[Records from a data collection]
----------

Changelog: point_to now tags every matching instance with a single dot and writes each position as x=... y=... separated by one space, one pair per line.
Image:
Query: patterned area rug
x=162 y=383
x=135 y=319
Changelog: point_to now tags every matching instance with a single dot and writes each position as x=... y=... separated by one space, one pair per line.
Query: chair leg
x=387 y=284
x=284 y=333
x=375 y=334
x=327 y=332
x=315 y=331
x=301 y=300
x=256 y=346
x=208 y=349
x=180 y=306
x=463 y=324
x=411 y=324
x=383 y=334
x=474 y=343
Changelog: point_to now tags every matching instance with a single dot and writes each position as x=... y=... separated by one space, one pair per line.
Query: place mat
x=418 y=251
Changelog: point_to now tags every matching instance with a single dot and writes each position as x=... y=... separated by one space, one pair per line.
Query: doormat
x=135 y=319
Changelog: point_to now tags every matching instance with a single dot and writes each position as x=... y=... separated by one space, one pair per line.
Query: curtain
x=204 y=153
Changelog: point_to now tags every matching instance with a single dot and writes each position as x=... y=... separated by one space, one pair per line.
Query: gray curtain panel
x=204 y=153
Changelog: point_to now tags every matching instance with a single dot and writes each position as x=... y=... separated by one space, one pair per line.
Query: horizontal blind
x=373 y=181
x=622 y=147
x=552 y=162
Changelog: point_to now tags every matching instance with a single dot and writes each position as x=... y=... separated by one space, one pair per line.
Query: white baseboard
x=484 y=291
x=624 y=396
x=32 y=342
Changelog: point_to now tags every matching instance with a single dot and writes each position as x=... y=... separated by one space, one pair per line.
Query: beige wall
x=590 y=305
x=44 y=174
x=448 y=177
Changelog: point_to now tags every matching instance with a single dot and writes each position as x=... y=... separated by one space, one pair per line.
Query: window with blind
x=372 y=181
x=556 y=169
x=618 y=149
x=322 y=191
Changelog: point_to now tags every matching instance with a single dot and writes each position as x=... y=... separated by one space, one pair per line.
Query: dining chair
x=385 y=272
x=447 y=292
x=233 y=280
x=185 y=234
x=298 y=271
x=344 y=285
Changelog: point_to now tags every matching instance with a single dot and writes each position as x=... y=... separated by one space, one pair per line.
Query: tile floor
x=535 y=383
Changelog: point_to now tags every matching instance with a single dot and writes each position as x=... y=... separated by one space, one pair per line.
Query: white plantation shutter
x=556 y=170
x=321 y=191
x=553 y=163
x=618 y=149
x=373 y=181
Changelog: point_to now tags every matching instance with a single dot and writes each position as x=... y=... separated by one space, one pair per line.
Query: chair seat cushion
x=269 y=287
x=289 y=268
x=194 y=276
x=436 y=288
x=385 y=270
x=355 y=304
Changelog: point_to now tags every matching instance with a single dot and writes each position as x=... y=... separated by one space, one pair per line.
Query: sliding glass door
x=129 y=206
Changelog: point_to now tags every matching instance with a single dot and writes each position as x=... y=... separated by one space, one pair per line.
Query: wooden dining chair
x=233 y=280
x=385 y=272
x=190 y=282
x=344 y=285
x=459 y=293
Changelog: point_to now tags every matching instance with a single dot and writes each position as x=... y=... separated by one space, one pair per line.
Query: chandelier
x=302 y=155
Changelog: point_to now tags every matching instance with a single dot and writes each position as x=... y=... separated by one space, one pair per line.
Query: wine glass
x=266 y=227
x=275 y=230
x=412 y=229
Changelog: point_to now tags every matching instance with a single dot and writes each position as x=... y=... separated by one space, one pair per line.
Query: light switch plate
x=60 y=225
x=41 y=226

----------

### Exercise description
Once you have read the entries above, copy them out exactly as they were given.

### Solved exercise
Changelog: point_to now tags every matching instance with a single dot and writes each position as x=... y=... separated by one space, one pair per line.
Image:
Query: patterned area rug
x=162 y=383
x=135 y=319
Changelog: point_to now tags every matching instance with a single dot and writes each position as x=... y=... separated by one space, one pair per line.
Query: chair leg
x=387 y=284
x=284 y=333
x=375 y=334
x=327 y=332
x=315 y=331
x=301 y=300
x=256 y=346
x=208 y=349
x=180 y=306
x=463 y=324
x=411 y=324
x=383 y=334
x=474 y=343
Changelog: point_to now tags every matching instance with a single dot and writes each position as x=... y=... separated by one space, one pair per line.
Query: place mat
x=418 y=251
Changelog: point_to now tags every matching instance with a single dot and writes each position as x=... y=... separated by one space, one pair per line.
Query: doormat
x=135 y=319
Changelog: point_to now tags every matching instance with a single dot and writes each position as x=... y=... separated by one space, one pair per line.
Query: curtain
x=204 y=153
Changelog: point_to now tags every matching instance with a single dot and writes each position as x=... y=... separated by one space, one pair per line.
Query: gray curtain panel
x=204 y=153
Changelog: point_to now tags every matching instance with a single dot and writes each position as x=... y=... separated by one space, one pair per line.
Query: horizontal blind
x=373 y=181
x=622 y=147
x=552 y=162
Changelog: point_to now tags every matching instance with a single dot and writes each position as x=... y=... separated by one space, one pair per line.
Query: white baseboard
x=484 y=291
x=624 y=396
x=32 y=342
Changelog: point_to now tags every matching instance with a single dot and writes each position as x=... y=... separated by one space, one pair per line.
Query: beige wall
x=590 y=305
x=44 y=174
x=448 y=177
Changelog: point_to now tags every matching instance with a single dot and writes each position as x=... y=... separated by one space, one pair per line.
Query: window with blind
x=372 y=181
x=556 y=169
x=618 y=149
x=322 y=191
Changelog: point_to now tags every matching instance with a single dot and writes each position as x=... y=... separated by one space, one pair per line.
Query: dining chair
x=385 y=272
x=447 y=292
x=233 y=280
x=185 y=234
x=298 y=271
x=344 y=285
Changelog: point_to now tags every matching instance with a single dot and writes each position as x=... y=... separated by one space, one pair per line.
Query: tile floor
x=535 y=383
Changelog: point_to now tags every matching instance with a single dot and writes each position as x=... y=... separated by one space, one pair per line.
Query: white plantation shutter
x=556 y=170
x=321 y=191
x=553 y=163
x=618 y=149
x=373 y=181
Changelog: point_to now tags every matching instance with a single dot and writes each position as x=... y=... separated by one space, one pair per line.
Query: chair seat cushion
x=269 y=287
x=289 y=268
x=194 y=276
x=436 y=288
x=385 y=270
x=355 y=304
Changelog: point_to now tags every matching instance with a single dot and writes each position as x=... y=... separated by one space, one pair per line.
Query: sliding glass door
x=129 y=206
Changelog: point_to now tags every matching instance with a single dot and writes each position as x=... y=... separated by one space, one pair per line.
Query: wooden dining chair
x=233 y=280
x=385 y=272
x=190 y=282
x=344 y=285
x=459 y=293
Changelog: point_to now tags every matching instance with a single dot and writes each position as x=... y=... separated by one space, one pair per line.
Query: chandelier
x=302 y=155
Changelog: point_to now tags every matching instance with a single dot and writes each position as x=... y=... separated by one space, one pair per line.
Query: wine glass
x=266 y=227
x=275 y=230
x=412 y=229
Changelog: point_to now tags every matching instance with a single dot and writes each position as x=... y=... separated by one space, one pair per line.
Query: light switch plate
x=60 y=225
x=41 y=226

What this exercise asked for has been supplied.